Exercise details:
From the data below, pull out each line containing the string "grey" and list those lines unchanged.

Records for this task:

[start]

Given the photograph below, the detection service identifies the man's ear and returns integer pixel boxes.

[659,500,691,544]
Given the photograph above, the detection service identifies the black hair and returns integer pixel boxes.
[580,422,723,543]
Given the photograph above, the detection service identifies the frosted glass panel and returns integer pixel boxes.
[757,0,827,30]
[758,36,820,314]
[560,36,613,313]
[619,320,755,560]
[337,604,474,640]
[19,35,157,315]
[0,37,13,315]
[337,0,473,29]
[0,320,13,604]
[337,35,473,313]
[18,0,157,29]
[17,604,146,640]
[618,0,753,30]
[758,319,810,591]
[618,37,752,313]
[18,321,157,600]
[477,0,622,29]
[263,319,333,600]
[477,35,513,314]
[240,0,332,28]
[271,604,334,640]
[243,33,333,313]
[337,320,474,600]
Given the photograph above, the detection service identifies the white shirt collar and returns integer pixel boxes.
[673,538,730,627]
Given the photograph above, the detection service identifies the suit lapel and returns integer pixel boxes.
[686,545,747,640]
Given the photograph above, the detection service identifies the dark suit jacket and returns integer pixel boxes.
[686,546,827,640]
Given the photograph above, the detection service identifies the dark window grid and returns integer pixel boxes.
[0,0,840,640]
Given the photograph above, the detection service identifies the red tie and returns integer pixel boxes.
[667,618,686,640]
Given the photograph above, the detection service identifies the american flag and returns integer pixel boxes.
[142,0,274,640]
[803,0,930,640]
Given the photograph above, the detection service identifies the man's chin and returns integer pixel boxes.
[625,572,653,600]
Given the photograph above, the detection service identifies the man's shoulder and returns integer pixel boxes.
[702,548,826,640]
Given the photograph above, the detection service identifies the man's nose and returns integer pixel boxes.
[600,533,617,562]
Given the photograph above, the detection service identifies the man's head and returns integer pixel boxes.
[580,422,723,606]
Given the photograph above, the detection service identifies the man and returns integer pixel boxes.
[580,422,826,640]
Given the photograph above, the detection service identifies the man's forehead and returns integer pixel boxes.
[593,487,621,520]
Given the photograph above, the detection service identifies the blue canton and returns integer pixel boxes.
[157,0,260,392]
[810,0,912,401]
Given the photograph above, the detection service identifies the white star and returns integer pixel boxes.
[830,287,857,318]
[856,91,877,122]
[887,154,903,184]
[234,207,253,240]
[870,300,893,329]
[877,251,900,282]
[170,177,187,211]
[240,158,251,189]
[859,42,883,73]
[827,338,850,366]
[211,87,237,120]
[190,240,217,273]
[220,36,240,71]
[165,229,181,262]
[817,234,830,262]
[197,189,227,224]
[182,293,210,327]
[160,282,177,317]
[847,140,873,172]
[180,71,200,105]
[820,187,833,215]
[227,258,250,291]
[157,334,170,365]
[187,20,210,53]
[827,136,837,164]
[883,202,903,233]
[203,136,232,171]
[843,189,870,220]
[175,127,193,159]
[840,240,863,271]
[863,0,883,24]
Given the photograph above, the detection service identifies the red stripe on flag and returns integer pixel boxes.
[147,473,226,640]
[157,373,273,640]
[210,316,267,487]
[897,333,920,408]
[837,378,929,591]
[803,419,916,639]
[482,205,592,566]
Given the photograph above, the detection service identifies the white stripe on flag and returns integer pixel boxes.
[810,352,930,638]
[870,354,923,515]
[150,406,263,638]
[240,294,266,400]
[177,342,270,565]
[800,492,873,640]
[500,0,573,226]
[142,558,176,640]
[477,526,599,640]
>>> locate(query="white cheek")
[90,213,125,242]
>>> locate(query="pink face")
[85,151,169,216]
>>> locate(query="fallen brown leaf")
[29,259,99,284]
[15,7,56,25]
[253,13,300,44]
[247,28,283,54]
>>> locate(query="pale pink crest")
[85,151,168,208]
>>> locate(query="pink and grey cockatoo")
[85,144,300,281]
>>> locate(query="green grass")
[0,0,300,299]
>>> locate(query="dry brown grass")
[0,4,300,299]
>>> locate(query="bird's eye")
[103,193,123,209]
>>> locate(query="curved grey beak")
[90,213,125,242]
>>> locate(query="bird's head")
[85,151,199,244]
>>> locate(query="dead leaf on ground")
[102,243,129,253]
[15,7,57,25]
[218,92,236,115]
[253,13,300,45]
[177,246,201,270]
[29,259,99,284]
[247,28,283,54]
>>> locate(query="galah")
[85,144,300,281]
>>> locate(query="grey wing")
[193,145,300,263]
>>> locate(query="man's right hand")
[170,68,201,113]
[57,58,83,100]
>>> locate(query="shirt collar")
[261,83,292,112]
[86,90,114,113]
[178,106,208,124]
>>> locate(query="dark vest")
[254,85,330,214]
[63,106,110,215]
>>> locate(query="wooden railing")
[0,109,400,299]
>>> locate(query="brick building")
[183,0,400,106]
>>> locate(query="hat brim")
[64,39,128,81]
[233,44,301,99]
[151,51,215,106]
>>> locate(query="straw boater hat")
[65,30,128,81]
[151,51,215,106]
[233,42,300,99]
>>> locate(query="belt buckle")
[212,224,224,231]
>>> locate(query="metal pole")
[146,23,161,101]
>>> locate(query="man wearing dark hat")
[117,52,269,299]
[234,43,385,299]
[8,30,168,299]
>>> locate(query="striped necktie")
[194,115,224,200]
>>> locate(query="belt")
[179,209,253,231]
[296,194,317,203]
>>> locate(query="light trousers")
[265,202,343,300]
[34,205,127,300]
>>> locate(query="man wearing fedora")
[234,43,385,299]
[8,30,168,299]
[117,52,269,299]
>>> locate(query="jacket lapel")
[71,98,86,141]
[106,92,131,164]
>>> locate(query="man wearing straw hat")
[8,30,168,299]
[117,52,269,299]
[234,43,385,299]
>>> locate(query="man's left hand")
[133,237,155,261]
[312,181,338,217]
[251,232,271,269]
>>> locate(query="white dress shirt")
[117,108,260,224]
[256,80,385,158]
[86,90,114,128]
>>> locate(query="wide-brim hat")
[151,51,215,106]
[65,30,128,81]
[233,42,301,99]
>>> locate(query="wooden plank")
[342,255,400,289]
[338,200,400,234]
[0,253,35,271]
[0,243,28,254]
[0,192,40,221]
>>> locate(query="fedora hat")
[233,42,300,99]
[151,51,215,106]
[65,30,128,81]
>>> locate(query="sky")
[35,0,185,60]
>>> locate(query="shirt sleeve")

[end]

Final answer:
>>> locate(query="pink and grey cockatoo")
>>> locate(query="curved grey beak")
>>> locate(query="grey wing")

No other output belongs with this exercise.